DATASET ROWS:
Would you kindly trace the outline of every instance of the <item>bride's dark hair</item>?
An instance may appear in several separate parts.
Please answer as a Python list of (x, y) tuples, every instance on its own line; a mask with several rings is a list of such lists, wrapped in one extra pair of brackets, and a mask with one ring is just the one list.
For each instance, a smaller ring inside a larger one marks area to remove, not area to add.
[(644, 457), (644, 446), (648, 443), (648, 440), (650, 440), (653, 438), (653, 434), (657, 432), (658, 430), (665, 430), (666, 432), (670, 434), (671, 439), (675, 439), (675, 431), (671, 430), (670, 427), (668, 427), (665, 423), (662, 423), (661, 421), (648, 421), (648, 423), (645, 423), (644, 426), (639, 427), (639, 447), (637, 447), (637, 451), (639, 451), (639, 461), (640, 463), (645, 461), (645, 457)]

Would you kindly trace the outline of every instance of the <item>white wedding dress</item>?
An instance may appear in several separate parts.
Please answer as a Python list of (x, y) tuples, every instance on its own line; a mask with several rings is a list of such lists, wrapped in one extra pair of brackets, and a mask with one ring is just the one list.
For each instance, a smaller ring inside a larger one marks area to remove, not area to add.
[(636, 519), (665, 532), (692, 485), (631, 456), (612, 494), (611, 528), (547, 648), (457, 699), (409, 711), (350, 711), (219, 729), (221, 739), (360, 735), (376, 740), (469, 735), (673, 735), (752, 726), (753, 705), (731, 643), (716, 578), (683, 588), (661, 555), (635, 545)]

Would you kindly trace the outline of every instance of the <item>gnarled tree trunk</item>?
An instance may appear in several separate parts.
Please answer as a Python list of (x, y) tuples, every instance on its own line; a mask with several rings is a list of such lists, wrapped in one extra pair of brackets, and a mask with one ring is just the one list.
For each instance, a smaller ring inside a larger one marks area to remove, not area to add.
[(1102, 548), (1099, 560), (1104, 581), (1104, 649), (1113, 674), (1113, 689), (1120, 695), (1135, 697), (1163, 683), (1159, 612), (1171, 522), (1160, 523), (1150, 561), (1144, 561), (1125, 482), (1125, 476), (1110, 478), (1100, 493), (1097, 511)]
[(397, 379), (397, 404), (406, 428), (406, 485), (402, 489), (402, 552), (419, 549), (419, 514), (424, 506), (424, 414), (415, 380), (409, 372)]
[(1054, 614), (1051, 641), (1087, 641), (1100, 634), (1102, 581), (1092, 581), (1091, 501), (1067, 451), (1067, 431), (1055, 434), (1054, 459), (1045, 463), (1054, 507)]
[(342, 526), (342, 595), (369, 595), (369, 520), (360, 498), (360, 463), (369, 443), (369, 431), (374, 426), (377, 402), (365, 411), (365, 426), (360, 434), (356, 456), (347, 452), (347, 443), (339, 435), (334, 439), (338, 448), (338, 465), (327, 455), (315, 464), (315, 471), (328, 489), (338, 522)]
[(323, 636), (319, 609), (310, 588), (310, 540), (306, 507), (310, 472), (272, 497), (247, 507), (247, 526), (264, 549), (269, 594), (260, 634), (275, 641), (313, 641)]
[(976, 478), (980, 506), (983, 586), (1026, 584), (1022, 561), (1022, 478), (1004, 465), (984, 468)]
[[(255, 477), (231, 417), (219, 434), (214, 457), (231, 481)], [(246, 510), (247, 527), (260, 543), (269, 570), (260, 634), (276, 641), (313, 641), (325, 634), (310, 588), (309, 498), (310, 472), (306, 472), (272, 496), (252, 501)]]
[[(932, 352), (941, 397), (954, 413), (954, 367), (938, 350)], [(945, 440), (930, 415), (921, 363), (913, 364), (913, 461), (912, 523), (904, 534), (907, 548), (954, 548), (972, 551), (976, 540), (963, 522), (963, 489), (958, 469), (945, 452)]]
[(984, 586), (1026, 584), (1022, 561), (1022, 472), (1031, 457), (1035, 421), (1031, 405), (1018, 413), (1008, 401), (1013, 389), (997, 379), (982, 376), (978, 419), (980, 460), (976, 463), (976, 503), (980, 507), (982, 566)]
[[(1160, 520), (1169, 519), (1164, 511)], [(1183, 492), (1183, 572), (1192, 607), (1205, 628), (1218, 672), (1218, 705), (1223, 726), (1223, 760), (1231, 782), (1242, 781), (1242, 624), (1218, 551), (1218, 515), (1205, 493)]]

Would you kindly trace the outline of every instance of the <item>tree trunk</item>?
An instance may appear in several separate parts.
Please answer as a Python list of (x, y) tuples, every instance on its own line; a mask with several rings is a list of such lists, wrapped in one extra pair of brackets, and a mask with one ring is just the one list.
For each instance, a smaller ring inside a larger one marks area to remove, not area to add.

WHAT YOU SHOULD DO: Repeat word for word each line from the one with "the <item>tree trunk</item>?" to the end of the records above, inclusive.

ANSWER FOR THIS EXERCISE:
Would you kindly trace the outline of every instance of the <item>tree trunk</item>?
An instance may appear in several separate parts.
Please answer as a Python list of (x, y) tuples, every instance on its own line; a mask with several rings is a list of such lists, wrapped in one extra pair of brackets, and a mask with one ring is just the one list.
For each instance, a smaller ring inside a larger one marks area to remove, not area to add.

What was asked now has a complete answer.